§ ACTIVITY
Here are some records; copy every line that holds the word "stage".

*** LISTED ENTRIES ***

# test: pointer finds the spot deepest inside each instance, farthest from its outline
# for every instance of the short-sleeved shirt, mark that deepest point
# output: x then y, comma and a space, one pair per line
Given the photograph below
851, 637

***
*** LISTED ENTRIES ***

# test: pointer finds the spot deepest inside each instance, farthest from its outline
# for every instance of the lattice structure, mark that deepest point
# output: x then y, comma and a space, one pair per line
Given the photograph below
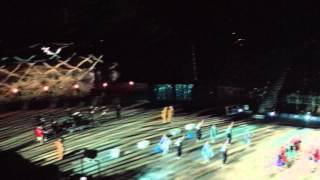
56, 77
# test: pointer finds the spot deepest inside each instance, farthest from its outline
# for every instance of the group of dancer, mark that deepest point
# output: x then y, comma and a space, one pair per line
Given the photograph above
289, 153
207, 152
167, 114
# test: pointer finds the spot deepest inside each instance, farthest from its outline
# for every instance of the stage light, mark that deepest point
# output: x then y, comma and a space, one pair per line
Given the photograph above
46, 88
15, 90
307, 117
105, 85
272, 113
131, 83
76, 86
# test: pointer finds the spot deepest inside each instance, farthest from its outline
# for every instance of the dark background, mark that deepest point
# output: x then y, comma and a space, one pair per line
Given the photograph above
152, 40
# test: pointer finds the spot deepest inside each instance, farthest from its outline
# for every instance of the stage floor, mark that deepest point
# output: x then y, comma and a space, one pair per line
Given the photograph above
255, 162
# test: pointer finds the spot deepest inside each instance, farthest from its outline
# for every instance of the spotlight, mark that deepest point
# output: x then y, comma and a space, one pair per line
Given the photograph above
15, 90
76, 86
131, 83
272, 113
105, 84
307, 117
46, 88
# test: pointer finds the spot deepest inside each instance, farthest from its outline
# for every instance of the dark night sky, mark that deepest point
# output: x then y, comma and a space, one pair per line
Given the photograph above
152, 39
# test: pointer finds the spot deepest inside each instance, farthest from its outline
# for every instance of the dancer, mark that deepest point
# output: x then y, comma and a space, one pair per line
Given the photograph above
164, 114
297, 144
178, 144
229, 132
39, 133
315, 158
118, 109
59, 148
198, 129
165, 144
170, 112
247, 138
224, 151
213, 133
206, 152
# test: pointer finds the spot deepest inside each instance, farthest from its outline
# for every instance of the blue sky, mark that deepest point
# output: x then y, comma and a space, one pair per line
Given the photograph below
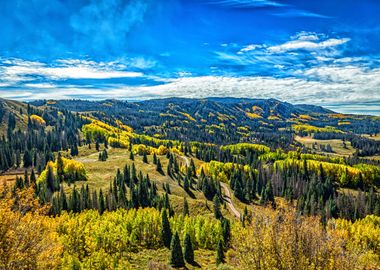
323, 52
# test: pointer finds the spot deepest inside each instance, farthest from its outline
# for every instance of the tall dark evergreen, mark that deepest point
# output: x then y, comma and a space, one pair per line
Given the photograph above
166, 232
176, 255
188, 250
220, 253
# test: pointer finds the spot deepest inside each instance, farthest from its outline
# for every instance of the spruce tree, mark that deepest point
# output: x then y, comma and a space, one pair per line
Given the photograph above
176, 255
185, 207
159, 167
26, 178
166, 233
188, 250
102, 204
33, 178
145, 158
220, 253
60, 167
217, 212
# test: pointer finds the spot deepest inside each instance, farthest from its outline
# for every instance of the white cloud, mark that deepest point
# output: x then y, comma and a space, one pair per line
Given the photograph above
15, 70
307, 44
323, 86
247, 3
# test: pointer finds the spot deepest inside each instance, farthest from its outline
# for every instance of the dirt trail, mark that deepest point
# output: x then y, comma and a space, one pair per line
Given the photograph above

***

§ ANSWER FOR THE TASK
# for every instance of the stage light, mark that deepest point
# for every instance of the stage floor, mark that deepest point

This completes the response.